All of the records must come back exactly as they were given.
[[ INPUT DATA, beginning ]]
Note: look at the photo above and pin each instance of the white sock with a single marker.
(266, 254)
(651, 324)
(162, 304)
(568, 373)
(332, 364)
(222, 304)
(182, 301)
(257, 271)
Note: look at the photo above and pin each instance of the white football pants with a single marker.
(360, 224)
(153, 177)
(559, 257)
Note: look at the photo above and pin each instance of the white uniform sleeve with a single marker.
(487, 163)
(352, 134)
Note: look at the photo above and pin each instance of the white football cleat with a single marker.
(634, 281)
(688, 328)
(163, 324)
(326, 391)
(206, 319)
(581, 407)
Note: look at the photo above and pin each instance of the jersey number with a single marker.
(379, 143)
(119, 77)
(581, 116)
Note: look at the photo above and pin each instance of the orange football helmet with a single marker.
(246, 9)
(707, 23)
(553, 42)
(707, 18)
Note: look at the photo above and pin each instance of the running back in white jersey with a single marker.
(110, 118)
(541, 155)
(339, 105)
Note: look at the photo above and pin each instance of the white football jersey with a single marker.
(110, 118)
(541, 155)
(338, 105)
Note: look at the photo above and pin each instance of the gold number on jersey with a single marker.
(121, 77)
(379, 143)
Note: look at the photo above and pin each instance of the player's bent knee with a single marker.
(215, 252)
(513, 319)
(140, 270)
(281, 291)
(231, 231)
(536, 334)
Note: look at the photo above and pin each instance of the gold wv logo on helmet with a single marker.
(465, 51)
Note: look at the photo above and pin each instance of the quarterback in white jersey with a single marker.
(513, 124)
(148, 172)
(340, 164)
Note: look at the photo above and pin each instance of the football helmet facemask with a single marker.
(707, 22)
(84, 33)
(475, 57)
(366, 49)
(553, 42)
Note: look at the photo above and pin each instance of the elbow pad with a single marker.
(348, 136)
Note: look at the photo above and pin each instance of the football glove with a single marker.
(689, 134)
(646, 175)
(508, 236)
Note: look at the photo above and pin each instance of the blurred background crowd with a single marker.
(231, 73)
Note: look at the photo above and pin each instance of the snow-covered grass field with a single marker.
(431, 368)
[[ INPUT DATA, end ]]
### RESULT FOR THIS TASK:
Note: look at the photo above and pin each instance of the white sock with a single marker.
(266, 254)
(651, 324)
(162, 304)
(568, 373)
(332, 364)
(222, 304)
(182, 301)
(257, 271)
Note: look at the photo above and pin each instance of the white football pants with a single marker.
(360, 224)
(153, 177)
(559, 257)
Note: look at the photo above and pin each instance of the white uniform sleeve with a single marker.
(487, 163)
(352, 134)
Note: look at the photo above and pin each instance of the white football cleat with a single marker.
(634, 281)
(688, 328)
(163, 324)
(326, 391)
(206, 319)
(581, 407)
Note: look at the photo above and pin each instance of the jersey number with a single marker.
(379, 143)
(119, 77)
(581, 116)
Note: look at the photo above and pin each instance of the orange football helmet with a single marker.
(246, 9)
(707, 23)
(553, 42)
(707, 18)
Note: look at the photo above and pin each instance of the running back in white jersey with a single marker.
(110, 118)
(541, 155)
(339, 105)
Note: look at the photo above and pin each instance of the white football jersey with a single marker.
(110, 118)
(541, 155)
(338, 105)
Note: look at the photo above and pin each instance of the gold number on jersey with a single marker.
(121, 77)
(379, 143)
Note: look at the photo above and pin each instance of the player's bent knee with a single marker.
(215, 252)
(513, 319)
(140, 270)
(281, 291)
(231, 231)
(536, 334)
Note: look at the photo above and pin each instance of the gold wv logo on helmet with a single marker.
(465, 51)
Note: look at the photo above and pin each instance of the quarterback in white jersey with a single marker.
(513, 124)
(148, 172)
(340, 164)
Note: look at the photo above and pin each instance of the football helmet facemask with a single marker.
(707, 22)
(84, 33)
(475, 57)
(366, 49)
(553, 42)
Note: look at the photo above and pin each instance of the elbow pad with a single marker.
(348, 136)
Note: look at the photo above and pin each instance of the football glove with a single marker.
(689, 134)
(646, 175)
(508, 236)
Note: look at the photo above and pin each instance of the blurred background crowd with a single marker.
(231, 73)
Note: look at the photo above and pin each instance of the snow-covered grass field with a single marker.
(431, 368)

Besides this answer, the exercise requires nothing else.